Rocket Lab Completes Assembly of 3D Printed Archimedes Engine for Neutron Launch Vehicle

Rocket Lab Completes Assembly of 3D Printed Archimedes Engine for Neutron Launch Vehicle

Rocket Lab USA, a global company in launch services and space systems, announced it has completed the first full assembly of its Archimedes engine, the new 3D-printed, reusable, rocket engine for the Company’s Neutron medium-lift launch vehicle. Rocket Lab has begun an intensive test campaign that will feature a number of engine system activations leading up to the first Archimedes hot-fire.

The Archimedes test campaign will take place at Rocket Lab’s dedicated engine test stand at America’s largest rocket propulsion test site, NASA’s Stennis Space Center in Mississippi. As an oxidizer-rich staged combustion cycle powered by liquid oxygen and methane, Archimedes is a unique rocket engine of its thrust class, engine cycle, and propellant combination.

The engine is designed for maximum reusability, with an operating point that allows the engine to operate at a lower stress level comparative to other rocket engines on the market, and with a minimum reuse target of up to 20 launches per engine. At full power, each Archimedes engine is capable of producing 165,000 lbf (733 kilonewtons) for a combined total of 1,450,000 million lbf on Neutron’s first stage. Critical 3D printed parts to undergo testing include Archimedes’ turbo pump housings, pre-burner and main chamber components, valve housings, and engine structural components.

Many component, subsystem, and all-up system tests will be conducted throughout the test campaign. These tests will validate Archimedes’ transient start-up, steady-state, and shut down performance. The engine test and development campaign is a key driver of the schedule for Neutron’s first launch, which the Company confirmed is now expected to take place no earlier than mid-2025.

“Having a completed Archimedes engine on the test stand is an inflection point in Neutron’s development program. Now we’ve entered the home stretch where we breathe fire and refine the engine in preparation for first flight,” said Rocket Lab founder and CEO, Peter Beck

“Often with engine development plans, there can be a rush to get a minimum viable product to the stand, after which you have to spend years in redesign and iterative testing to get the performance you need, let alone being able to reproduce it reliably on a large production scale. What we’ve taken to the test stand is very close to a flight-like engine, and with all of our production infrastructure stood up alongside the engine’s development, we’re in a prime position to be able to make quick iterations to Archimedes for a rapid development and qualification campaign. We took the time to not only bring a mature design to the stand that has been thoroughly tested at the component level, but to also stand up the experienced team, manufacturing line, and test facilities required to support long-term production of Archimedes. This approach has ultimately pushed the first flight to mid-2025 at the earliest, but it’s an approach we believe will deliver the frequent flight rates the market needs quickly after flight one. Designing a brand-new rocket engine to meet the market demand for frequent and reliable launch is a complex feat, but it’s something we’ve successfully done before, having launched more than 470 Rutherford engines to space. We look forward to repeating this success with Archimedes.”

# To-do list
(a) From the Archimedes engine article above, give again the passage starting at "Many component, subsystem, and" and ending at "earlier than mid-2025.".
(b) Answer these from the Archimedes engine article:
(i) At which site will the Archimedes test campaign take place?
(ii) What is the minimum reuse target for each Archimedes engine?
(iii) How many Rutherford engines has Rocket Lab launched to space?

# Given information
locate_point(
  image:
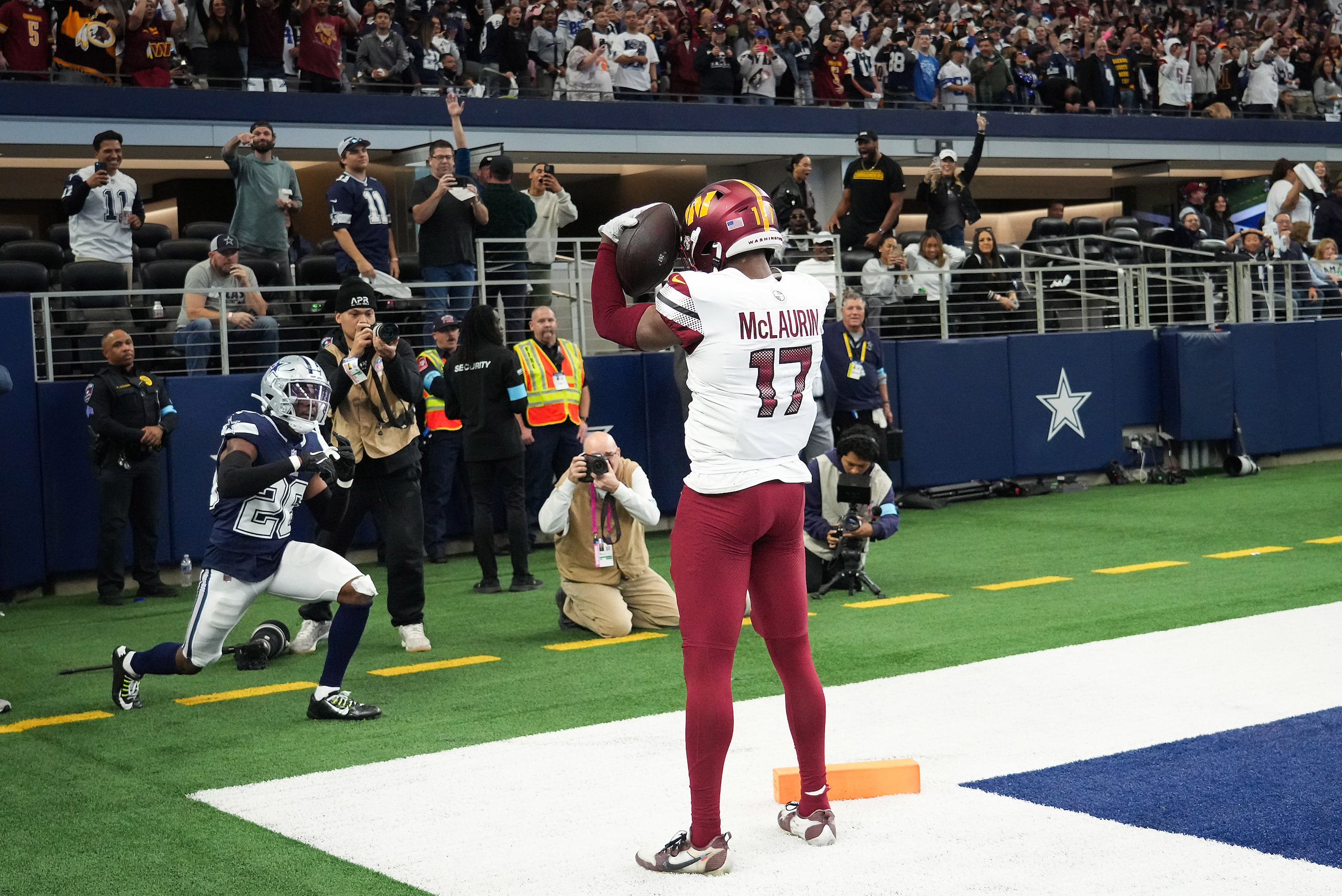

# Answers to the problems
(a)
Many component, subsystem, and all-up system tests will be conducted throughout the test campaign. These tests will validate Archimedes’ transient start-up, steady-state, and shut down performance. The engine test and development campaign is a key driver of the schedule for Neutron’s first launch, which the Company confirmed is now expected to take place no earlier than mid-2025.

(b)
(i) Rocket Lab's dedicated engine test stand at NASA's Stennis Space Center in Mississippi
(ii) Up to 20 launches per engine
(iii) More than 470